Sections Administratives Spécialisées (en abrégé, SAS)
 
 

La SAS, bureau de bienfaisance


L’officier SAS représente la France et doit apporter la civilisation dans tous ses départements. Aider une population indigente fait partie de ses missions. « La misère était notre premier souci » souligne d’Andoque. Distribution de farine, de lait concentré, de céréales, de vêtements sont organisées dans les SAS : « J’avais distribué de la semoule aux indigents de la commune de Guern Ahmar… J’avais distribué de la farine donnée par le Secours Catholique américain à Bir Bahir Chergui et à Aïn Chedja ». Cette aide matérielle est inscrite dans les missions des SAS et SAU. Dans celle de Mostaganem, des distributions de « vivres, semoule, lait, vêtements » sont effectuées. Dans les villes, d’autres associations prennent le relais des SAS, comme les œuvres de bienfaisance qui s’occupent aussi des nécessiteux.
Ces mesures d’urgence sont parfois relayées par des actions civiles comme les distributions de tissus et de machines à coudre lancées par Mme Massu. Le manque de moyens est cependant dénoncé par tous les chefs SAS, tout comme le risque de transformer cette aide d’urgence en assistanat.

(EXPLORER LE DOCUMENT)
1. Reproduisez le passage du texte sur les SAS qui va de « La SAS, bureau » jusqu'à « aussi des nécessiteux. ».
2. D'après le texte sur les SAS, qui a lancé les distributions de tissus et de machines à coudre ?
3. Rédigez la suite du texte sur les Sections Administratives Spécialisées, à partir de sa dernière phrase.

Entrées de données enregistrées
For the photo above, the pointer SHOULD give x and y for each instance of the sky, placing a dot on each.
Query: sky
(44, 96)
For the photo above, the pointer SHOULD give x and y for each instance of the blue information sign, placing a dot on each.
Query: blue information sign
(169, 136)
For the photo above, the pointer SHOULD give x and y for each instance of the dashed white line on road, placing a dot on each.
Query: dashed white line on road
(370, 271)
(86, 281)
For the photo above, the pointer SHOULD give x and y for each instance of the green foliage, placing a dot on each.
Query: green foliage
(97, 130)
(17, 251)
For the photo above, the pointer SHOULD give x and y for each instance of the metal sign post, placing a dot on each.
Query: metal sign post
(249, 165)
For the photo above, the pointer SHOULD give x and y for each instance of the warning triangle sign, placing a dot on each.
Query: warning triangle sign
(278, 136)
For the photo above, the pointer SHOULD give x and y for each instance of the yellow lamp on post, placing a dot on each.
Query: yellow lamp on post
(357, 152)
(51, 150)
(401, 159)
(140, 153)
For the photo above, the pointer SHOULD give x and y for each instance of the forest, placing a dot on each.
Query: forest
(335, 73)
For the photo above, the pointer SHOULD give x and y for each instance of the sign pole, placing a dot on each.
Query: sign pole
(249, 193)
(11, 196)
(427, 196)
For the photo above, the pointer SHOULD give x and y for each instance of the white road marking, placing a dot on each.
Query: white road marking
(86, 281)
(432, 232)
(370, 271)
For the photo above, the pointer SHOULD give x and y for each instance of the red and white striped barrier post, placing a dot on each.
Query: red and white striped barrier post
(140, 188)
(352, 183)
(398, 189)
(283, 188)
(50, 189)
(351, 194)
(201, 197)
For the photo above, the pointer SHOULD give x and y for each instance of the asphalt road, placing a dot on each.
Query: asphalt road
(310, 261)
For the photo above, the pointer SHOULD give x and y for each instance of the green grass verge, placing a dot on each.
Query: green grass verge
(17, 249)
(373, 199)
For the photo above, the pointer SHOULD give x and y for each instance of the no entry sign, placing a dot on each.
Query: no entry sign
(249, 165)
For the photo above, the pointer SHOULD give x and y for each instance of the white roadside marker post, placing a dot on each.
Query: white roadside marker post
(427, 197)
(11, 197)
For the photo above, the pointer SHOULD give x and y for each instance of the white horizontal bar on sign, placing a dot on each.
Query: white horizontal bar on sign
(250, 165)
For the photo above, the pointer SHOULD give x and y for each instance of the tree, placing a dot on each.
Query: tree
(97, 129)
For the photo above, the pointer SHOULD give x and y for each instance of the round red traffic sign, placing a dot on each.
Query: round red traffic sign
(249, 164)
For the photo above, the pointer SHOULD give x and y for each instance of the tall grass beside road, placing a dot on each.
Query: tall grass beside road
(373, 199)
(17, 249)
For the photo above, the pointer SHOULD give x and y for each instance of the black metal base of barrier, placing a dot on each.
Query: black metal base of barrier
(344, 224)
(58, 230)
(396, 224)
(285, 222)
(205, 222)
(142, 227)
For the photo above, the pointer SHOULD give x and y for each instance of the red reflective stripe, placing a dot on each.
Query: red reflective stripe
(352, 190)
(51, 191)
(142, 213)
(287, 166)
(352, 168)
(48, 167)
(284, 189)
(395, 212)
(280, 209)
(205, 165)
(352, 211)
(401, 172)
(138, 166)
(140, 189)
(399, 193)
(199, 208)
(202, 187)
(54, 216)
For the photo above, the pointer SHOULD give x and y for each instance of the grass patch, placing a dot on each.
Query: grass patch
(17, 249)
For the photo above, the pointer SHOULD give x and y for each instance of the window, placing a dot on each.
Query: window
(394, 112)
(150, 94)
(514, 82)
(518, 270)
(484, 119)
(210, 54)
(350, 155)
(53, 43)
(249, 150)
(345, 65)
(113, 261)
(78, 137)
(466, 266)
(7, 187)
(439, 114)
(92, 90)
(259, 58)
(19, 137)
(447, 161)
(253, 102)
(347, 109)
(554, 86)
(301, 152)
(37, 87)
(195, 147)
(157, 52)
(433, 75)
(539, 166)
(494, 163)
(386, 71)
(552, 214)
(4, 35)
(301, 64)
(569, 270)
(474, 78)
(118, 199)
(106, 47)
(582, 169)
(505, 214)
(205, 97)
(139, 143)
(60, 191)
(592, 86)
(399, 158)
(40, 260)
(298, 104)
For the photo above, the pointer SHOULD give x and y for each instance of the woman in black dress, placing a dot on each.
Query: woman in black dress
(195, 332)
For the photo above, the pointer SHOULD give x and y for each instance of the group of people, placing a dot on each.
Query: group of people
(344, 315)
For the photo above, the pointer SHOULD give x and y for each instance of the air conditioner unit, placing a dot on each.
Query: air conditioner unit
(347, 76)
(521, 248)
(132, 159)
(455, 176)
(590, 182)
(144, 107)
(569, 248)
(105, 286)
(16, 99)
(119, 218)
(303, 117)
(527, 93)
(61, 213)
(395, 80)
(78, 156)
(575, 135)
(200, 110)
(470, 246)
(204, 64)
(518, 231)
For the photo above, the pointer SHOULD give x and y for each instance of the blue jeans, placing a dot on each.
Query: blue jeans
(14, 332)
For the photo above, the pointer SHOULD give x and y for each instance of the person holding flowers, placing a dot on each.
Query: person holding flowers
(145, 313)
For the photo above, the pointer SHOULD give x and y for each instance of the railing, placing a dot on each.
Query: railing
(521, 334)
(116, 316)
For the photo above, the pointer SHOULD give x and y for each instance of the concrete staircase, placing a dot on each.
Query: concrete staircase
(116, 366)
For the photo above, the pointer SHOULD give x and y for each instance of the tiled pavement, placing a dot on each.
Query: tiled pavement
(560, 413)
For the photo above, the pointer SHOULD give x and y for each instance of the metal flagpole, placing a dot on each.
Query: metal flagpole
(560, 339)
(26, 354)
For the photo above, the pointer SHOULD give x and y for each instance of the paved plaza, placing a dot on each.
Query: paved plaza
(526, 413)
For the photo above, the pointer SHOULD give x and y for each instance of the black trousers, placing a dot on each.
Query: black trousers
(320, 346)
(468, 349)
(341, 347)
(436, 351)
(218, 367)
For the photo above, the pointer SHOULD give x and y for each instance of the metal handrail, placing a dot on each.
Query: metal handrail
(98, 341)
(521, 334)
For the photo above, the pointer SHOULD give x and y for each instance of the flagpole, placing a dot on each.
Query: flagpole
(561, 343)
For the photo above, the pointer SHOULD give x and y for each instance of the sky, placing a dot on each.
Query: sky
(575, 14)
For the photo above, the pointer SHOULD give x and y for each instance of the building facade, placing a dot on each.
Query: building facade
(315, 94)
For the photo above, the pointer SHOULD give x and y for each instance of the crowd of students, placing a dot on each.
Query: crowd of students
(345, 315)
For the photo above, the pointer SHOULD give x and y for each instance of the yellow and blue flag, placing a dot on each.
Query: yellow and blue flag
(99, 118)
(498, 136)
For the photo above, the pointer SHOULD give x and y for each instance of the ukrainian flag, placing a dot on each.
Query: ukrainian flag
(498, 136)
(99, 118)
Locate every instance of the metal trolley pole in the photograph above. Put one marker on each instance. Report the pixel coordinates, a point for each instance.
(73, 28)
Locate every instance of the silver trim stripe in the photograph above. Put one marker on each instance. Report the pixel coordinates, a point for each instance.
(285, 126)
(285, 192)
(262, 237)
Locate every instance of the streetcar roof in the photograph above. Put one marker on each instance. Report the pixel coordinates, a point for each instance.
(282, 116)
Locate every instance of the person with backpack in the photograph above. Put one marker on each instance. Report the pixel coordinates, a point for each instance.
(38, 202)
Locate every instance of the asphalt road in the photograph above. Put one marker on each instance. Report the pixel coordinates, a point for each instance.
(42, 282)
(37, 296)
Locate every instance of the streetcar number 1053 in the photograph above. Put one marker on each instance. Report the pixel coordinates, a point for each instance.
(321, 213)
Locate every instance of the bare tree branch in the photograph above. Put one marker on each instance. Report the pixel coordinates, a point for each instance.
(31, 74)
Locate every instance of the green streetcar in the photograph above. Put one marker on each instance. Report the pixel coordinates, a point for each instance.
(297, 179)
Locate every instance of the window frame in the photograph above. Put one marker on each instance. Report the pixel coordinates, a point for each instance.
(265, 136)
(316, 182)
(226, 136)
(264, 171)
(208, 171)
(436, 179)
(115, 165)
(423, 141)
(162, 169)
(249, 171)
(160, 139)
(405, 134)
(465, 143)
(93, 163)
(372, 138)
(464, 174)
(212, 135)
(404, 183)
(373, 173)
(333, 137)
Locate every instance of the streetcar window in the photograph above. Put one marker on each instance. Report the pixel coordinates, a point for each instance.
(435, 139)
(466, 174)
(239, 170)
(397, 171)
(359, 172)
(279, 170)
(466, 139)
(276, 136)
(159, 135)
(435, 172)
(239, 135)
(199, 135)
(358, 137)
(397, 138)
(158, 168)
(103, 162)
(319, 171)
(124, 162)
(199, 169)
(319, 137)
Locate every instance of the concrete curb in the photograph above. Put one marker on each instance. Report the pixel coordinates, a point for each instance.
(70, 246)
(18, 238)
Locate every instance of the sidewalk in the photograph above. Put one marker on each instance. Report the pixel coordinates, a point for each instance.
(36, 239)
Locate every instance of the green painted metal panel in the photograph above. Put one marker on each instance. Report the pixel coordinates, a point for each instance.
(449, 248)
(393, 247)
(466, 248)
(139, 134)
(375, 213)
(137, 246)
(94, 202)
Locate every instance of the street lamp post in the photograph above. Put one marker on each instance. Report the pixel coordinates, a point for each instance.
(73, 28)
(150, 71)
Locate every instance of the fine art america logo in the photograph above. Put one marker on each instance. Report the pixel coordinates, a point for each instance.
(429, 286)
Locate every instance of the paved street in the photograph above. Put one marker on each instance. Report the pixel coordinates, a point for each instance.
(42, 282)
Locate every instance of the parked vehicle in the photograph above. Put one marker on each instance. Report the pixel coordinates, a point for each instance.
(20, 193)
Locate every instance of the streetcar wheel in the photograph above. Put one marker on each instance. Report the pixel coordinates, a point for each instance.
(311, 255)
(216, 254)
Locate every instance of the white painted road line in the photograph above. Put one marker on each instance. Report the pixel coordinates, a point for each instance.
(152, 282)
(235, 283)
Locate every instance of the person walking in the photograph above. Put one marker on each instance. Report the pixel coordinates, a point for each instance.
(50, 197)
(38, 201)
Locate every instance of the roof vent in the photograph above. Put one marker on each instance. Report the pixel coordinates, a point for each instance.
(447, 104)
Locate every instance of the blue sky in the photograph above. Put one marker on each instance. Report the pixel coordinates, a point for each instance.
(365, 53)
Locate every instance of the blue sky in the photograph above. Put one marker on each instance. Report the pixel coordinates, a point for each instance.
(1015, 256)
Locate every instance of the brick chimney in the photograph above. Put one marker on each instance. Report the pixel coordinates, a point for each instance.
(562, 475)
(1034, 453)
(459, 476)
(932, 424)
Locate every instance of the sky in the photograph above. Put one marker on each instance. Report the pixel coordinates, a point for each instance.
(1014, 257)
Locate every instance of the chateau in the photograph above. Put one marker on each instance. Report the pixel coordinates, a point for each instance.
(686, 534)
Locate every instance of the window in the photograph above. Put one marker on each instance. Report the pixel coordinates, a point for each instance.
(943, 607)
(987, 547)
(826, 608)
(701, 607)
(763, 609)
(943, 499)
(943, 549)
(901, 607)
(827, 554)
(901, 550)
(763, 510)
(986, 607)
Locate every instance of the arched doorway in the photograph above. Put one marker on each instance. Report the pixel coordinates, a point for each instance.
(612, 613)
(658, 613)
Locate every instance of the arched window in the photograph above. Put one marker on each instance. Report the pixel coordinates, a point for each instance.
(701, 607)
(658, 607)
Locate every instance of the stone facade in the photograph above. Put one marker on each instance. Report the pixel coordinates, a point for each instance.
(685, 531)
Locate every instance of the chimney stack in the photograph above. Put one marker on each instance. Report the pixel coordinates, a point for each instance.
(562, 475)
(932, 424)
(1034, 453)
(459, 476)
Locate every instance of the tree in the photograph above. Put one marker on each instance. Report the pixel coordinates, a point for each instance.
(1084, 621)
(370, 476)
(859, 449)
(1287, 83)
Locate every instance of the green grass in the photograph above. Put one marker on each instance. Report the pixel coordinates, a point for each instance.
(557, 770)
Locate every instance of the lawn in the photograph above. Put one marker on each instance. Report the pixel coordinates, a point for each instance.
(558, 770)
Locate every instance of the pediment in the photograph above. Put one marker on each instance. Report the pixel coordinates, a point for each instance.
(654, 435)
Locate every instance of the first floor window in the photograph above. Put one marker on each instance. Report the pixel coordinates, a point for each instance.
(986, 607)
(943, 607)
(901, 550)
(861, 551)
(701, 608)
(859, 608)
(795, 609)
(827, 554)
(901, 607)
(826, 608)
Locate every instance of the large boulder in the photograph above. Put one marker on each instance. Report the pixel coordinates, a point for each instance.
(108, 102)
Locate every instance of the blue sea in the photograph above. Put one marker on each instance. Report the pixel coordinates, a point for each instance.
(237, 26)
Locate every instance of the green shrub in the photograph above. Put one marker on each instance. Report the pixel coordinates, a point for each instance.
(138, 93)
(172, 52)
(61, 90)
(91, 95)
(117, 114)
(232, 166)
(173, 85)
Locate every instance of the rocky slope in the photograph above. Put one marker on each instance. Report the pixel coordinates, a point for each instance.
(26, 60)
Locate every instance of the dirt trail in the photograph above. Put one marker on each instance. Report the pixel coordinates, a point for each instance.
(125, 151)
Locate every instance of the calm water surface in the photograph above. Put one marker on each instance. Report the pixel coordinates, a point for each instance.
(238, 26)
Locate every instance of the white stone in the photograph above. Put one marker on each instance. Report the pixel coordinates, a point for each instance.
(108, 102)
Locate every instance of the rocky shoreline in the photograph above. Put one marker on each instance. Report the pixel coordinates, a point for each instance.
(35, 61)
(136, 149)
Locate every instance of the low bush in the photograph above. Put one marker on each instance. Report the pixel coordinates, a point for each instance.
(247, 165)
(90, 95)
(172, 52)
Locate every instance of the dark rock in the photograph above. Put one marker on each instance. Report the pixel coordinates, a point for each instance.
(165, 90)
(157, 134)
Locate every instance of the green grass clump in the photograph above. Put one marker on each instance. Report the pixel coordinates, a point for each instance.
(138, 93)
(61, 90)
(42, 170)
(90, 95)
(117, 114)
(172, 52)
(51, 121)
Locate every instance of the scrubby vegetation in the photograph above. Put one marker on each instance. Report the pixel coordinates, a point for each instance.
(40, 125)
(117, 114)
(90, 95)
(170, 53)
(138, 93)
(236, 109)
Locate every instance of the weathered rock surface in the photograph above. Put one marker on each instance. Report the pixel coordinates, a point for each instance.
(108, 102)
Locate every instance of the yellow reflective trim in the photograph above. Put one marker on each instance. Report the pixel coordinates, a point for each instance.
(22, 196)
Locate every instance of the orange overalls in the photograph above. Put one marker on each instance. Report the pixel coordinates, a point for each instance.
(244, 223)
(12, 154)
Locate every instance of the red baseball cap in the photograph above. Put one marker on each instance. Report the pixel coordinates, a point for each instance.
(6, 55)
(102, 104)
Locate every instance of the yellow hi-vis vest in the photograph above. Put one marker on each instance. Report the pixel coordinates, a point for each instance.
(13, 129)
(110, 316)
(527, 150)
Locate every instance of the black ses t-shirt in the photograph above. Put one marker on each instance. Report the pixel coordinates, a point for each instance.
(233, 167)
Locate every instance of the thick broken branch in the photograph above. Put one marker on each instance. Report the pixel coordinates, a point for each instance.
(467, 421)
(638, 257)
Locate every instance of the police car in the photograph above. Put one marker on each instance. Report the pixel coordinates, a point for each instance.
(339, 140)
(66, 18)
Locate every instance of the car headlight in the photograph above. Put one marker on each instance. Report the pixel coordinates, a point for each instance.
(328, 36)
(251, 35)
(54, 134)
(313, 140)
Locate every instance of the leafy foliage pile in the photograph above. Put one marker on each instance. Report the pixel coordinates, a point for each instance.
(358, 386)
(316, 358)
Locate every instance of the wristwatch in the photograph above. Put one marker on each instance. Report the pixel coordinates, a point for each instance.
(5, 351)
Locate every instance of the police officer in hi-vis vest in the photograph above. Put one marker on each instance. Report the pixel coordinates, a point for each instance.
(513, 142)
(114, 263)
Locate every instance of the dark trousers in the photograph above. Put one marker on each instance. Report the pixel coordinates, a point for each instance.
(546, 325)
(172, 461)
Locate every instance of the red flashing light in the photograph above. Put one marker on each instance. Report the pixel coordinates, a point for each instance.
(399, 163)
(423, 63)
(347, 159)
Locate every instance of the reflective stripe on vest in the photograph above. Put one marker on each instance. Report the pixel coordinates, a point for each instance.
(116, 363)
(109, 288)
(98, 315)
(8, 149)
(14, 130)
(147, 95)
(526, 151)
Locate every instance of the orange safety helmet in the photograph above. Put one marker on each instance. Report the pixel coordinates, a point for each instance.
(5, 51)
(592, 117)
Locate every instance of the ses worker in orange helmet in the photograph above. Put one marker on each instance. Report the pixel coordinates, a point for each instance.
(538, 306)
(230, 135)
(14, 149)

(RÉPONSES PAR TÂCHE)
1.
La SAS, bureau de bienfaisance


L’officier SAS représente la France et doit apporter la civilisation dans tous ses départements. Aider une population indigente fait partie de ses missions. « La misère était notre premier souci » souligne d’Andoque. Distribution de farine, de lait concentré, de céréales, de vêtements sont organisées dans les SAS : « J’avais distribué de la semoule aux indigents de la commune de Guern Ahmar… J’avais distribué de la farine donnée par le Secours Catholique américain à Bir Bahir Chergui et à Aïn Chedja ». Cette aide matérielle est inscrite dans les missions des SAS et SAU. Dans celle de Mostaganem, des distributions de « vivres, semoule, lait, vêtements » sont effectuées. Dans les villes, d’autres associations prennent le relais des SAS, comme les œuvres de bienfaisance qui s’occupent aussi des nécessiteux.

2. Mme Massu.

3.
L’officier SAS refusait souvent l’assistanat, puisque son projet s’inscrivait dans une démarche de développement économique à long terme, où la bienfaisance ne servait qu’à encourager les populations à se remettre au travail.

 
         
   

Une action sanitaire


Les AMG mises en place vont plus loin dans leur mission sanitaire, se transformant en lieux d’apprentissage de l’hygiène. Nombre de femmes de militaires témoignent de ces scènes : « on leur distribuait du savon, ils le mangeait ! ».
Les rapports d’inspection des personnels féminins présents dans les SAS révèlent les nombreuses actions en ce domaine. Le 18 mai 1961, « je trouve Mlle Corneau en pleine activité, en train d’épouiller, passer au shampoing et doucher une quarantaine de fillettes de l’école ».
Tâches simples, mais porteuses de sens. Les SAS s’ancrent véritablement dans le monde réel, leurs actions concrètes. Mission demandée par la Direction du service de santé des forces terrestres en Algérie qui note que l’action médicale doit « se doubler par un effort de surveillance en profondeur portant sur l’application systématique d’un ensemble de mesures de prophylaxie et d’hygiène individuelles et collectives… nécessaires à une diminution de la morbidité et de la mortalité »

     
 
 
     

- Une mission sanitaire et sociale - Des actions en direction de la Jeunesse


« Occupez-vous des enfants, le moment venu ouvrez des écoles de garçons, en plein air s’il n’y a pas de locaux. Soyez en contact permanent avec la jeunesse. Si tu veux savoir ce qu’un voisin pense de toi, regarde ses enfants ».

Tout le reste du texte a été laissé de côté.